## [AUSGANGSTEXT]
►
Da sie vor Ausbruch des „Ersten Weltkrieges“ (1914-1918) den Pilotenschein erwarb, gehörte Else Haugk zu den 817 „Alten Adlern“ („Vereinigung der Pioniere der Deutschen Fliegerei“). Zudem war sie die letzte Pilotin, die vor dem Ausbruch des „Ersten Weltkrieges“ in Deutschland eine Pilotenlizenz erwarb. Während des Krieges waren keine zivilen Flüge mehr möglich.

Noch früher als Else Haugk hatten einige andere Frauen in Europa den Pilotenschein erworben: 1910 Hélène Dutrieu (1877-1961) in Belgien, 1911 Lidija Swerea (1890-1916) in Russland, 1911 Hilde Hewlett (1864-1943) in Großbritannien, 1911 Melli Beese (1886-1925), verheiratete Boutard, in Deutschland und 1913 Rosina Ferrario (1888-1959) in Italien. Ebenfalls 1914 wie Else Haugk wurde Lilly Steinschneider (1891-1975) erste Pilotin in Österreich-Ungarn.
◄
[Daten zur Regionensegmentierung]
►
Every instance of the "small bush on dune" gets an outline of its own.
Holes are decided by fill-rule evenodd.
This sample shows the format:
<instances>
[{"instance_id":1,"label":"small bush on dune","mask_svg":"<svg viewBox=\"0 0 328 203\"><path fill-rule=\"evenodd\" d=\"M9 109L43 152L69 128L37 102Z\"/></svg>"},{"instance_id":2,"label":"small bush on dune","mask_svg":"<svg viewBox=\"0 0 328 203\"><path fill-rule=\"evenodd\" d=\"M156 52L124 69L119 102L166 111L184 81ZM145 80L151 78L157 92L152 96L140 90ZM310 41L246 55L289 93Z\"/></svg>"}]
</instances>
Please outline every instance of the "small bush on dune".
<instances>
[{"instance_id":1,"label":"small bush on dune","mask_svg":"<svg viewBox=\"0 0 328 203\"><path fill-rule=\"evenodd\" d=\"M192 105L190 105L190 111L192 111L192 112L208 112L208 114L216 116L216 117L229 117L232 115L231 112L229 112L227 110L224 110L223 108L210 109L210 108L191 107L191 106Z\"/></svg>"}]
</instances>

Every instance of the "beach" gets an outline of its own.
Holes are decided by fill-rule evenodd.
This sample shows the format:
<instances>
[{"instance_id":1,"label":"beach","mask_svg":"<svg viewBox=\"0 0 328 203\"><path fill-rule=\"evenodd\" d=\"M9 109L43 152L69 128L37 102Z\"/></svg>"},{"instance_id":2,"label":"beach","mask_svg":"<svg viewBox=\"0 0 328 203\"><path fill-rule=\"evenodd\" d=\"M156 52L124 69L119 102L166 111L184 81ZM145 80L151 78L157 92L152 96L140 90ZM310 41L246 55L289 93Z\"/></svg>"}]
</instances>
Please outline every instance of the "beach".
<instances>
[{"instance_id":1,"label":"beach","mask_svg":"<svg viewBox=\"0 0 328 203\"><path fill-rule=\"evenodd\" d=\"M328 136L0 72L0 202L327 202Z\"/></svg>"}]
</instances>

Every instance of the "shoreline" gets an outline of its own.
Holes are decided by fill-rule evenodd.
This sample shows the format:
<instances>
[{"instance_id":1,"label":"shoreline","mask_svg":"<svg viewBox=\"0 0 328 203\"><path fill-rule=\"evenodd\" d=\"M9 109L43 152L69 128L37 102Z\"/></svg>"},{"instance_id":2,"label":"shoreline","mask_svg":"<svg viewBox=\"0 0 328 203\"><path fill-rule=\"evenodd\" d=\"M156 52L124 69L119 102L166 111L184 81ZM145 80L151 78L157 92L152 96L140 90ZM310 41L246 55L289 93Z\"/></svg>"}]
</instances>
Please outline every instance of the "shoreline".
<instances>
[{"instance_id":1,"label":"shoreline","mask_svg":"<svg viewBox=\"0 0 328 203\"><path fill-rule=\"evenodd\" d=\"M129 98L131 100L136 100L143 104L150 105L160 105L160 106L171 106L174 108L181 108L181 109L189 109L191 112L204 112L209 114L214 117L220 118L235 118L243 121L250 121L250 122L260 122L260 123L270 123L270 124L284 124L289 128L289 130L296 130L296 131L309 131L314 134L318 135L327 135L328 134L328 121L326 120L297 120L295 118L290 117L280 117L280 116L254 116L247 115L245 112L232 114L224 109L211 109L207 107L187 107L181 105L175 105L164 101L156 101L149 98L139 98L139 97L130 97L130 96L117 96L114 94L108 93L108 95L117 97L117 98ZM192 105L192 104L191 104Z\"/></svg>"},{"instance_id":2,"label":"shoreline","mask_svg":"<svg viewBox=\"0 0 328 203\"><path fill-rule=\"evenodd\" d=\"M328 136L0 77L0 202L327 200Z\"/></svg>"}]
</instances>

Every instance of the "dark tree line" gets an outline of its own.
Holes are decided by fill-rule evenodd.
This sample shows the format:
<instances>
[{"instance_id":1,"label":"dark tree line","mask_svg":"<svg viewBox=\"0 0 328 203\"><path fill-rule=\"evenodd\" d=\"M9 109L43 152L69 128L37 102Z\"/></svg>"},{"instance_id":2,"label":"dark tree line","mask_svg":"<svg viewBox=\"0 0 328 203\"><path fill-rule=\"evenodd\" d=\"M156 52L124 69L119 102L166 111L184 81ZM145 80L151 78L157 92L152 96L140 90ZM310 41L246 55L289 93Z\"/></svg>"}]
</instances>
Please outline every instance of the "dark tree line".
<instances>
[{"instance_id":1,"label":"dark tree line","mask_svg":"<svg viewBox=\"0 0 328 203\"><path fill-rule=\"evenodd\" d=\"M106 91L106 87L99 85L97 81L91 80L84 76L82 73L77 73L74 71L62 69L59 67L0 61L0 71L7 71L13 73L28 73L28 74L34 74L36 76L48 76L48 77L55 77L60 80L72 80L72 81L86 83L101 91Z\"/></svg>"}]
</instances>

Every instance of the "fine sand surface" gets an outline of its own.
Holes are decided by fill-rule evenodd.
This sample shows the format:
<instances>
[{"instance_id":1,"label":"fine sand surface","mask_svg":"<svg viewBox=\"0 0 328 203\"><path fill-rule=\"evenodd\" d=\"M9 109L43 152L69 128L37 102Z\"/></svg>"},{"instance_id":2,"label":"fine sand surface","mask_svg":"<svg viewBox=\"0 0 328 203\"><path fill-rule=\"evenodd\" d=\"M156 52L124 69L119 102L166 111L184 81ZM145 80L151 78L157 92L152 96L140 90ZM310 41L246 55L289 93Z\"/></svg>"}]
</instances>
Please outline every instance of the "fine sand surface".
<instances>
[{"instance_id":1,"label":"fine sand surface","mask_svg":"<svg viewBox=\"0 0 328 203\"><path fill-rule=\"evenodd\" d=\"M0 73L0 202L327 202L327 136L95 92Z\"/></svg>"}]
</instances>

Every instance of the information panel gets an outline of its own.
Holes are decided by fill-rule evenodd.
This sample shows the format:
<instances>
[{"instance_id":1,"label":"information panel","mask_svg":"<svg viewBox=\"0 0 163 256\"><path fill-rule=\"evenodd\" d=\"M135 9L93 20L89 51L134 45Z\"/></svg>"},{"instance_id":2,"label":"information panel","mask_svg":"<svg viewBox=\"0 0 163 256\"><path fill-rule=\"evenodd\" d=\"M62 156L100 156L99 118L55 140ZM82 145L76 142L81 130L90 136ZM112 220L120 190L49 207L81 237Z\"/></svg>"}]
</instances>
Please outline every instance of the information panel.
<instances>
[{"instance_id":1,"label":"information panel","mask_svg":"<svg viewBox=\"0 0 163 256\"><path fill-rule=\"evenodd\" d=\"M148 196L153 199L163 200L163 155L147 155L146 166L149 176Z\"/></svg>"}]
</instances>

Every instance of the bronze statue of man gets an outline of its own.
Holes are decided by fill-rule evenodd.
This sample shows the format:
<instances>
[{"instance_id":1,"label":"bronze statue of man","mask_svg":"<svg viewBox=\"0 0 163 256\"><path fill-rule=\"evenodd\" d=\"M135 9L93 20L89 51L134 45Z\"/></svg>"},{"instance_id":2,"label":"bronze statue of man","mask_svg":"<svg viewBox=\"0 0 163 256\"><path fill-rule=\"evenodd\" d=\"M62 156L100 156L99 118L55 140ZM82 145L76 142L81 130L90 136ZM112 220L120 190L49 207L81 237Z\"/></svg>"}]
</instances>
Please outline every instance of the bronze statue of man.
◄
## [AUFGABENDETAILS]
Gib den Ausgangstext von „Noch früher als“ bis einschließlich „Pilotin in Österreich-Ungarn.“ erneut wieder und tausche dabei „Pilotenschein“ gegen „Flugschein“ aus. Die Auflistung ist eigenständiges Material, das vom Ausgangstext getrennt steht.

## [SCHRIFTLICHE LÖSUNG]
Noch früher als Else Haugk hatten einige andere Frauen in Europa den Flugschein erworben: 1910 Hélène Dutrieu (1877-1961) in Belgien, 1911 Lidija Swerea (1890-1916) in Russland, 1911 Hilde Hewlett (1864-1943) in Großbritannien, 1911 Melli Beese (1886-1925), verheiratete Boutard, in Deutschland und 1913 Rosina Ferrario (1888-1959) in Italien. Ebenfalls 1914 wie Else Haugk wurde Lilly Steinschneider (1891-1975) erste Pilotin in Österreich-Ungarn.